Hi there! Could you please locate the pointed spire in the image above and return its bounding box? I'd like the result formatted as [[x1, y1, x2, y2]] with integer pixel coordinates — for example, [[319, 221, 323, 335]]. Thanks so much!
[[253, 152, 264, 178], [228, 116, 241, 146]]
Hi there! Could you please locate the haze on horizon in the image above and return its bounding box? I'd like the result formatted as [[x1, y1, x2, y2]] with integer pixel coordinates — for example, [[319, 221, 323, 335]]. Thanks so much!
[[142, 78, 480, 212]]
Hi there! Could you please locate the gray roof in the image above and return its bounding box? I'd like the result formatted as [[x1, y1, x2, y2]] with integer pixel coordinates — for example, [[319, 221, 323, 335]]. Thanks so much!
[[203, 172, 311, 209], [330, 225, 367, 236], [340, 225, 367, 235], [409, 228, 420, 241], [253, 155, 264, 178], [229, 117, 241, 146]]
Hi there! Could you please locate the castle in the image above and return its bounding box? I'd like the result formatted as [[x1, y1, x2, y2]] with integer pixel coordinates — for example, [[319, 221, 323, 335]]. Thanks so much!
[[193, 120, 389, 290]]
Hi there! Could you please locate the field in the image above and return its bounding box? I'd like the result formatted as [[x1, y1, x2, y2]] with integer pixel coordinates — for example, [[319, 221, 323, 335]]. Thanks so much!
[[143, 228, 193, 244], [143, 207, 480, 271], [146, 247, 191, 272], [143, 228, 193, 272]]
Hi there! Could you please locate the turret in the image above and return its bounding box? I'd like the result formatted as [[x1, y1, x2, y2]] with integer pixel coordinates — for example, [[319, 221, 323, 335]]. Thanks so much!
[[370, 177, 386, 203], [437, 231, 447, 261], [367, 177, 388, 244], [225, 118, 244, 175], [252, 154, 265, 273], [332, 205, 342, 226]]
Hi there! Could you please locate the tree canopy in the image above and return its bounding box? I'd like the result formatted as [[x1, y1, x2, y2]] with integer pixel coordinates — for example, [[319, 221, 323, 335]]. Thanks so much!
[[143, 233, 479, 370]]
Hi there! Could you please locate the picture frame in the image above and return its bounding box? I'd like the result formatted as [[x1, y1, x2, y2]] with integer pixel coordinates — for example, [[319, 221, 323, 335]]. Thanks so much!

• **The exercise**
Copy out, word for word, the portion of the material that begins with the line containing "Hi there! Could you please locate the castle" and ends with the line containing "[[143, 233, 479, 370]]", including both of those lines.

• **Complete answer**
Hi there! Could you please locate the castle in the image above and return its bounding box? I'd like the result formatted as [[x1, y1, x2, y2]] with integer pixel coordinates — for example, [[319, 221, 323, 335]]. Thanks so much!
[[193, 120, 389, 290]]
Hi there! Could you please locate the field in the image above and return its bounding box? I'd like the result formatted as [[x1, y1, x2, y2]] with integer pixel coordinates — for example, [[319, 221, 323, 335]]. Thanks so much!
[[143, 228, 193, 244], [143, 207, 480, 271], [146, 247, 191, 272], [143, 228, 193, 272]]
Hi there! Could you please locate the turret in the image above and return its bounding box? I'd like the result formatted as [[x1, y1, x2, y2]] with integer pixel coordinates — for example, [[319, 221, 323, 335]]. Thanks so much!
[[370, 177, 386, 203], [437, 231, 447, 261], [367, 177, 388, 244], [225, 118, 244, 175], [252, 154, 265, 273], [332, 205, 342, 226]]
Hi there! Could you please locate the tree canopy in the image above and return its bounding box? I'd like the result formatted as [[x1, y1, x2, y2]] with integer pixel coordinates — for example, [[319, 221, 323, 335]]. Thanks so much!
[[143, 233, 479, 370]]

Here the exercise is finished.